* **Supplied material**
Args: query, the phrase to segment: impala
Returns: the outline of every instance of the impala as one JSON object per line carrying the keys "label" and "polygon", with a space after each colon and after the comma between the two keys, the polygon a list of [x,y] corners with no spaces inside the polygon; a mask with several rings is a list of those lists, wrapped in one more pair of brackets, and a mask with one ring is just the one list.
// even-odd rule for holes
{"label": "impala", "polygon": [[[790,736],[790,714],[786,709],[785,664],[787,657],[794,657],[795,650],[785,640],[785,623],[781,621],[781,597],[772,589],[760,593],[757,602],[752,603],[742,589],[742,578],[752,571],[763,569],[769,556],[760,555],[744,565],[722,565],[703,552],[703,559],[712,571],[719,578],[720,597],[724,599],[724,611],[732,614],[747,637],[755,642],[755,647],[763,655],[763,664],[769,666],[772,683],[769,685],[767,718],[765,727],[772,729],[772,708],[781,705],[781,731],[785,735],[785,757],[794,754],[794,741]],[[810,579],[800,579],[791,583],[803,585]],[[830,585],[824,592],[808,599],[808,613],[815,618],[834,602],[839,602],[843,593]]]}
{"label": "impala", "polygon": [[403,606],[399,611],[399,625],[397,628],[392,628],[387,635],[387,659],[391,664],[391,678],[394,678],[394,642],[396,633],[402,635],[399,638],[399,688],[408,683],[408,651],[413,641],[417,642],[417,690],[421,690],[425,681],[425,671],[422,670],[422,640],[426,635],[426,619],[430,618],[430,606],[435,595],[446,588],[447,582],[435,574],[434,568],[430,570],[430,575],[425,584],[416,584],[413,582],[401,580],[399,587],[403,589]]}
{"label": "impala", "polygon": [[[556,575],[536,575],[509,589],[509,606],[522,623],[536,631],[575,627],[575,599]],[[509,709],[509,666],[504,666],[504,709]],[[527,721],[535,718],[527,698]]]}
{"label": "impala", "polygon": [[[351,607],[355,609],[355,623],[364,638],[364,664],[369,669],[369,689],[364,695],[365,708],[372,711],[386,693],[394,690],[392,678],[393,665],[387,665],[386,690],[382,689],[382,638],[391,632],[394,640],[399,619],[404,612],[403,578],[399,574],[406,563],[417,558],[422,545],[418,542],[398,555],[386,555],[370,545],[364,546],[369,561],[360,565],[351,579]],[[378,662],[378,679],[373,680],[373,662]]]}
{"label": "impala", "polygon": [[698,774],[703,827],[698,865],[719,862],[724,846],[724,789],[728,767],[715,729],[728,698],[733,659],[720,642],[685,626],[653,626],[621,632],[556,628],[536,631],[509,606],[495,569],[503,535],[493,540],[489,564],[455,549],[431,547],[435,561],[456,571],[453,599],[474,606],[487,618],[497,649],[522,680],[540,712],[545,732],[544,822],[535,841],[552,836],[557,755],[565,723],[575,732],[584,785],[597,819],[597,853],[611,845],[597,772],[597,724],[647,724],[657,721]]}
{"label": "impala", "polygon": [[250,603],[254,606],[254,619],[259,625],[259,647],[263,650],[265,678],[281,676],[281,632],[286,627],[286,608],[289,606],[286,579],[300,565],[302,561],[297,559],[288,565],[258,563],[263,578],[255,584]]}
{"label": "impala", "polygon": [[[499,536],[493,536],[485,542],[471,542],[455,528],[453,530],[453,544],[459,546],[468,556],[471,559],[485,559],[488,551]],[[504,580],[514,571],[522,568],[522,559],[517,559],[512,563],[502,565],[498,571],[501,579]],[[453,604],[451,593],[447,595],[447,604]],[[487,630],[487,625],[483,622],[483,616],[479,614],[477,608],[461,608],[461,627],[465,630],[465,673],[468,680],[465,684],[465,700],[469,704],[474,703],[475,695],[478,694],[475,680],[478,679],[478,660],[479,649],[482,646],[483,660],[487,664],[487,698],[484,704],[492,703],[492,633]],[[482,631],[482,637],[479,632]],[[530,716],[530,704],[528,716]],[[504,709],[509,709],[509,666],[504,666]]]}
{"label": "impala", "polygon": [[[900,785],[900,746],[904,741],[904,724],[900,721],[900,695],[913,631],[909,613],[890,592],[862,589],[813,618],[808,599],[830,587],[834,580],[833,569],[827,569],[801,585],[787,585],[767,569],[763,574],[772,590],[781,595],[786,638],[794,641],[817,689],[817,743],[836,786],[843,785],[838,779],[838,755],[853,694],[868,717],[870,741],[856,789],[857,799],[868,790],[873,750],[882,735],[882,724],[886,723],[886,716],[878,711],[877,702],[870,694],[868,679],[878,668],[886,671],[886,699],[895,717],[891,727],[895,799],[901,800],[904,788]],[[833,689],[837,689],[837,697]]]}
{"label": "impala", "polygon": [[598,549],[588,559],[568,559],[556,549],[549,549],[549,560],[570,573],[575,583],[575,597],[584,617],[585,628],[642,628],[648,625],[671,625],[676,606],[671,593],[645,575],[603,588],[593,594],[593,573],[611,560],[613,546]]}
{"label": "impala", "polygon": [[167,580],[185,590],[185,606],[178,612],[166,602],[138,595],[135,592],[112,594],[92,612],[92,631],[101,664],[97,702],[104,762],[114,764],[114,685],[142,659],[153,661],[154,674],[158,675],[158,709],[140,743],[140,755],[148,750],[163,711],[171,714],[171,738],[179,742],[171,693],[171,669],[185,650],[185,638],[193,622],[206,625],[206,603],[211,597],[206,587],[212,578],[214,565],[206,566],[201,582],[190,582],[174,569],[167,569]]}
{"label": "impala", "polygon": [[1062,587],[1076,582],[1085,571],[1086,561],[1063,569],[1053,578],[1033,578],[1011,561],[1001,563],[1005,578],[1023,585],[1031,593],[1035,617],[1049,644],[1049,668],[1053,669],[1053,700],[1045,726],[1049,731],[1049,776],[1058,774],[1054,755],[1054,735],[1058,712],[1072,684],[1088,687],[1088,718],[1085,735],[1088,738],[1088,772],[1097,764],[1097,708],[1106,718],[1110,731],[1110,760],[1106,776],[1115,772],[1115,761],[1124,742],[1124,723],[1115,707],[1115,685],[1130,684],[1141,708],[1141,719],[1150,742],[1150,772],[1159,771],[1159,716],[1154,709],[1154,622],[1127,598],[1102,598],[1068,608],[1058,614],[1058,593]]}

* **Work to be completed**
Copy the listing above line for line, changing nothing.

* **Solution below**
Args: query, the phrase to segment: impala
Returns: the outline of every instance of the impala as one JSON object per line carrying the keys "label" and "polygon", with a space after each colon and after the comma between the two keys, the polygon a list of [x,y] corners with no spaces inside the polygon; a mask with several rings is a list of those lists, wrapped in one more pair of brackets, and a mask with one ring is just the one list.
// even-odd rule for holes
{"label": "impala", "polygon": [[[790,736],[790,714],[786,709],[785,664],[787,657],[794,657],[795,650],[785,640],[785,623],[781,621],[781,597],[772,589],[760,593],[757,602],[752,603],[742,589],[742,578],[752,571],[763,569],[769,556],[760,555],[744,565],[722,565],[703,552],[703,559],[712,571],[719,578],[720,597],[724,599],[724,611],[732,614],[747,637],[755,642],[755,647],[763,655],[763,664],[769,666],[772,683],[769,685],[767,718],[765,727],[772,729],[772,708],[781,705],[781,731],[785,735],[785,757],[794,754],[794,741]],[[810,579],[800,579],[791,583],[803,585]],[[830,585],[824,592],[808,599],[808,613],[815,618],[834,602],[839,602],[843,593]]]}
{"label": "impala", "polygon": [[403,606],[399,611],[399,625],[397,628],[392,628],[387,635],[387,659],[391,664],[391,678],[394,678],[394,642],[396,633],[402,635],[399,638],[399,688],[408,683],[408,651],[413,641],[417,642],[417,690],[421,690],[425,681],[425,671],[422,670],[422,640],[426,635],[426,619],[430,618],[430,606],[435,595],[446,588],[447,582],[435,574],[434,568],[430,570],[430,575],[425,584],[416,584],[413,582],[401,580],[399,587],[403,589]]}
{"label": "impala", "polygon": [[[556,575],[536,575],[509,589],[509,606],[522,623],[536,631],[575,627],[575,599]],[[509,709],[509,666],[504,666],[504,709]],[[527,721],[535,718],[527,698]]]}
{"label": "impala", "polygon": [[[351,607],[355,609],[355,623],[364,638],[364,664],[369,669],[369,689],[364,695],[365,708],[372,711],[386,693],[394,690],[392,678],[393,665],[387,665],[386,690],[382,689],[382,638],[391,632],[394,640],[399,619],[404,612],[403,578],[399,574],[406,563],[417,558],[422,545],[418,542],[398,555],[386,555],[370,545],[364,546],[369,561],[360,565],[351,579]],[[378,662],[378,679],[373,680],[373,662]]]}
{"label": "impala", "polygon": [[698,774],[703,827],[698,865],[719,862],[724,846],[724,789],[728,767],[715,729],[728,698],[733,659],[720,642],[685,626],[653,626],[621,632],[556,628],[536,631],[509,606],[495,569],[503,535],[493,540],[489,564],[455,549],[431,547],[435,561],[456,571],[453,599],[474,606],[487,618],[497,649],[522,680],[540,712],[545,732],[544,822],[535,841],[552,836],[557,755],[565,723],[575,732],[584,785],[597,819],[597,853],[611,845],[597,772],[597,724],[647,724],[657,721]]}
{"label": "impala", "polygon": [[250,603],[254,606],[254,619],[259,625],[259,647],[263,650],[265,678],[281,676],[281,632],[286,627],[286,608],[289,606],[286,579],[300,565],[302,561],[297,559],[288,565],[258,563],[263,578],[255,584]]}
{"label": "impala", "polygon": [[[499,536],[493,536],[485,542],[471,542],[455,528],[453,530],[453,544],[459,546],[468,556],[471,559],[485,559],[488,551]],[[504,580],[514,571],[522,568],[522,559],[517,559],[512,563],[502,565],[498,571],[501,579]],[[453,604],[451,593],[447,595],[447,604]],[[487,630],[487,625],[483,622],[483,616],[479,614],[477,608],[461,608],[461,627],[465,630],[465,673],[468,680],[465,684],[465,700],[469,704],[474,703],[475,695],[478,694],[475,680],[478,679],[478,660],[479,649],[482,646],[483,660],[487,664],[487,698],[484,704],[492,703],[492,633]],[[482,631],[482,637],[479,632]],[[530,716],[530,704],[528,716]],[[504,709],[509,709],[509,666],[504,666]]]}
{"label": "impala", "polygon": [[[900,785],[900,746],[904,741],[904,724],[900,721],[900,695],[913,631],[909,613],[890,592],[862,589],[813,618],[808,599],[830,587],[834,580],[833,569],[827,569],[801,585],[787,585],[767,569],[763,574],[772,590],[781,595],[786,638],[794,641],[817,689],[817,743],[836,786],[843,785],[838,779],[838,755],[853,694],[868,717],[870,741],[856,789],[857,799],[868,790],[873,750],[882,735],[882,724],[886,723],[886,716],[878,711],[877,702],[870,694],[868,679],[878,668],[886,671],[886,699],[895,717],[891,727],[895,799],[901,800],[904,788]],[[833,689],[837,689],[837,697]]]}
{"label": "impala", "polygon": [[598,549],[588,559],[568,559],[556,549],[549,549],[549,560],[570,573],[575,583],[575,597],[584,617],[585,628],[642,628],[648,625],[671,625],[676,606],[671,593],[645,575],[603,588],[593,594],[593,573],[611,560],[613,546]]}
{"label": "impala", "polygon": [[167,580],[185,590],[185,606],[178,612],[166,602],[138,595],[135,592],[112,594],[92,612],[92,631],[101,664],[97,702],[104,762],[114,764],[114,685],[142,659],[153,661],[154,674],[158,675],[158,709],[140,743],[140,755],[148,750],[163,711],[171,714],[171,738],[179,742],[171,693],[171,669],[185,650],[185,638],[193,622],[206,625],[206,603],[211,597],[206,587],[212,578],[214,565],[206,566],[201,582],[190,582],[174,569],[167,569]]}
{"label": "impala", "polygon": [[1062,587],[1076,582],[1085,571],[1086,561],[1063,569],[1053,578],[1033,578],[1011,561],[1001,563],[1005,578],[1023,585],[1031,593],[1035,617],[1049,644],[1049,668],[1053,669],[1053,700],[1045,726],[1049,731],[1049,776],[1058,774],[1054,755],[1054,735],[1058,712],[1072,684],[1088,687],[1088,718],[1085,735],[1088,738],[1088,772],[1097,764],[1097,708],[1106,718],[1110,731],[1110,760],[1106,776],[1115,772],[1115,761],[1124,742],[1124,723],[1115,707],[1115,685],[1130,684],[1141,708],[1141,719],[1150,742],[1150,772],[1159,771],[1159,716],[1154,709],[1154,622],[1127,598],[1102,598],[1068,608],[1058,614],[1058,593]]}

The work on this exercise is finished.